:: TEXTE DE LECTURE ::
_ _ _

Si nous nous arrêtons longuement dans cette introduction sur cette période première de la marche vers un État sioniste vassal de l’impérialisme, c’est qu’elle illustre la spécificité de la colonisation subie par le peuple palestinien. Cette colonisation particulière n’est certes pas inédite mais est en revanche particulière et peu courante. La colonisation comme processus de mise en dépendance d’une économie nationale à l’égard d’une autre prend des formes différentes déterminées par les éléments du contexte (rapport de forces national et mondial au moment de la conquête coloniale, ampleur de la résistance de la nation et du peuple colonisé, contexte social et politique de la société colonisatrice, etc.). La forme que prend une colonisation précise est également variable historiquement sous l’effet d’une série de facteurs (essentiellement le combat du peuple colonisé pour s’émanciper, mais également les évolutions et mutations des rapports de forces à l’échelle internationale).
Le vingtième siècle qui fut l’âge d’or de la colonisation met en exergue au moins quatre types de colonisation. En premier lieu, une colonisation d’exploitation dont l’objectif principal est l’extorsion des ressources de la nation colonisée et l’exploitation de sa population active. Ce type de colonisation fut la plus fréquente sous la forme d’un faible nombre de colons dominant une population indigène beaucoup plus importante. La seconde forme de colonisation est celle de peuplement ayant pour objectif en sus de celui de la colonisation d’exploitation, le peuplement européen de la colonie.

_ _ _

:: EXERCICE PROPOSÉ A ::
Recopiez le passage du texte sur la colonisation qui va de « Le vingtième siècle » jusqu'à « de la colonie. » inclus.
:: EXERCICE PROPOSÉ B ::
Répondez aux questions suivantes à partir du texte sur la colonisation.
(i) Comment le texte définit-il la colonisation en tant que processus ?
(ii) Quel siècle le texte présente-t-il comme l'âge d'or de la colonisation ?
(iii) Quel est l'objectif principal de la colonisation d'exploitation ?
Les données n'interviennent pas dans ce travail.

:: Relevés de points étiquetés ::

_ _ _

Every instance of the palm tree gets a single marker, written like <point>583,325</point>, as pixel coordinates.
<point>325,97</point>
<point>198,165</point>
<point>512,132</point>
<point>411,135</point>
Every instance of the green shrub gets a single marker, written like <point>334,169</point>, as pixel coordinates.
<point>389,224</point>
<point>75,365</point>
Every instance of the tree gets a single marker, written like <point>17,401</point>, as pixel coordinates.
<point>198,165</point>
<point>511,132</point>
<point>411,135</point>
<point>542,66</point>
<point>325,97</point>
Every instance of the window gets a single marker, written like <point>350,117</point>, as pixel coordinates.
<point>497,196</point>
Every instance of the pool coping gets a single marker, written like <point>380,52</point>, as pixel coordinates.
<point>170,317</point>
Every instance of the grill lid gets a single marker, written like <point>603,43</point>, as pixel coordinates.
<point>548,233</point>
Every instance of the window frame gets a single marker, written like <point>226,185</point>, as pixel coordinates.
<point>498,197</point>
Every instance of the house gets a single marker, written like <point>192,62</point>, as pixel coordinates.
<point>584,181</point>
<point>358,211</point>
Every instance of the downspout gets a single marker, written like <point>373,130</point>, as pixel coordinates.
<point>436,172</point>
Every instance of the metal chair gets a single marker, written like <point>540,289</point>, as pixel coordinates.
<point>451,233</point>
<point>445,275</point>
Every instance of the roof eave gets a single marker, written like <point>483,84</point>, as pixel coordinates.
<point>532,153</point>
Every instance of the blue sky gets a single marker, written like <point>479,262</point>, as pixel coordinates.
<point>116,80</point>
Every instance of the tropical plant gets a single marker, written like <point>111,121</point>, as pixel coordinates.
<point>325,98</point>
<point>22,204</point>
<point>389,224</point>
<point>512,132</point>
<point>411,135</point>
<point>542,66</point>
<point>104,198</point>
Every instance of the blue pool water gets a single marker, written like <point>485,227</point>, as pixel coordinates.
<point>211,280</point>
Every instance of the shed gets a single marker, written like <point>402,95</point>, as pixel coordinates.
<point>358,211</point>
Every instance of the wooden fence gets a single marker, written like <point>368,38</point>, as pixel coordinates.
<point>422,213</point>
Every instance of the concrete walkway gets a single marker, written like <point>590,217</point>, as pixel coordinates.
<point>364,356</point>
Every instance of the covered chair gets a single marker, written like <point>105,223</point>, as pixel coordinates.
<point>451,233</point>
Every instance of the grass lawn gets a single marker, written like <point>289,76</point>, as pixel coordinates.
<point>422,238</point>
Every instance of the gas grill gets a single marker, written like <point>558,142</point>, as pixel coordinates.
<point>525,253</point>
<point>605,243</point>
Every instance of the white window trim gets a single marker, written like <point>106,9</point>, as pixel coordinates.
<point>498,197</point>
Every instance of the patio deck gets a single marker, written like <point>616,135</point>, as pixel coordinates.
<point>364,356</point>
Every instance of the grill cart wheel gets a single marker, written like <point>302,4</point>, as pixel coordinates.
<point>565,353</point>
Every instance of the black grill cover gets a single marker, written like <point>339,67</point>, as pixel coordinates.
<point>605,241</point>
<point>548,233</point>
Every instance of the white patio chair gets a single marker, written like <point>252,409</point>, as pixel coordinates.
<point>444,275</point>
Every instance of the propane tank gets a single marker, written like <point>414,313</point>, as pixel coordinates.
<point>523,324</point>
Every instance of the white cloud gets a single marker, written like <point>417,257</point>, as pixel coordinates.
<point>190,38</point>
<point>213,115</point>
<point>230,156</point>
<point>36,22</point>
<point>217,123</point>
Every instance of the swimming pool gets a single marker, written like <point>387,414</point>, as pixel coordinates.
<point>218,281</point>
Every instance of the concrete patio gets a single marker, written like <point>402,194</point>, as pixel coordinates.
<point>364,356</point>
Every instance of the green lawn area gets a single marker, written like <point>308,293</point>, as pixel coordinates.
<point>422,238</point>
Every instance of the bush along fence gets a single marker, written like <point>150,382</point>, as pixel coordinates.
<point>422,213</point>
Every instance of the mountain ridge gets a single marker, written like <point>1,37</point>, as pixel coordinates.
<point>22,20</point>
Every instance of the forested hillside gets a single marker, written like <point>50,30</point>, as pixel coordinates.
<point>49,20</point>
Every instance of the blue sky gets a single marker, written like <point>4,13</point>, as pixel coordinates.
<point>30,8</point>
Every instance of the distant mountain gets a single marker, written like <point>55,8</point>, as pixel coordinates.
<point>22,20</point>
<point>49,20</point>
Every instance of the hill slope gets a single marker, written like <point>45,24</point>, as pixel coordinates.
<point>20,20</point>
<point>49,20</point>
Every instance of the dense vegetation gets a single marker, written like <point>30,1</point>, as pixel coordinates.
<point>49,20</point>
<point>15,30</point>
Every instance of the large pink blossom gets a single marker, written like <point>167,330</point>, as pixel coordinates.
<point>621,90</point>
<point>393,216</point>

_ _ _

:: CORRIGÉ A ::
Le vingtième siècle qui fut l’âge d’or de la colonisation met en exergue au moins quatre types de colonisation. En premier lieu, une colonisation d’exploitation dont l’objectif principal est l’extorsion des ressources de la nation colonisée et l’exploitation de sa population active. Ce type de colonisation fut la plus fréquente sous la forme d’un faible nombre de colons dominant une population indigène beaucoup plus importante. La seconde forme de colonisation est celle de peuplement ayant pour objectif en sus de celui de la colonisation d’exploitation, le peuplement européen de la colonie.

:: CORRIGÉ B ::
(i) C'est un processus de mise en dépendance d'une économie nationale à l'égard d'une autre.
(ii) Le vingtième siècle.
(iii) L'extorsion des ressources de la nation colonisée et l'exploitation de sa population active.